##### Given records #####

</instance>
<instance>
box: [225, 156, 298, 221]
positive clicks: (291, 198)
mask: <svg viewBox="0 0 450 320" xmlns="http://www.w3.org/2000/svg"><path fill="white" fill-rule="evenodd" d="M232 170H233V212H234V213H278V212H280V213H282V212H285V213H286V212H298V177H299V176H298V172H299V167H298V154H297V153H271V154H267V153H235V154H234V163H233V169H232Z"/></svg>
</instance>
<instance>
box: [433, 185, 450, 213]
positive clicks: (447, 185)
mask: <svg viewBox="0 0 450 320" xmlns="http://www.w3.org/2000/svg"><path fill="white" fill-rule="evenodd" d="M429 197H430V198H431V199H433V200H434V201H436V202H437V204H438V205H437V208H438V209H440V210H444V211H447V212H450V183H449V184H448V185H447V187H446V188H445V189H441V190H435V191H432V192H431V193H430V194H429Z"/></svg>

#####

## Instructions to follow
Give again each line shown above, keeping every word as it is.

## Expected answer
</instance>
<instance>
box: [225, 156, 298, 221]
positive clicks: (291, 198)
mask: <svg viewBox="0 0 450 320" xmlns="http://www.w3.org/2000/svg"><path fill="white" fill-rule="evenodd" d="M232 170H233V212H234V213H278V212H280V213H282V212H285V213H286V212H298V177H299V176H298V172H299V167H298V154H297V153H271V154H267V153H235V154H234V163H233V169H232Z"/></svg>
</instance>
<instance>
box: [433, 185, 450, 213]
positive clicks: (447, 185)
mask: <svg viewBox="0 0 450 320" xmlns="http://www.w3.org/2000/svg"><path fill="white" fill-rule="evenodd" d="M429 197H430V198H431V199H433V200H434V201H436V202H437V204H438V205H437V208H438V209H440V210H444V211H447V212H450V183H449V184H448V185H447V187H446V188H445V189H441V190H435V191H432V192H431V193H430V194H429Z"/></svg>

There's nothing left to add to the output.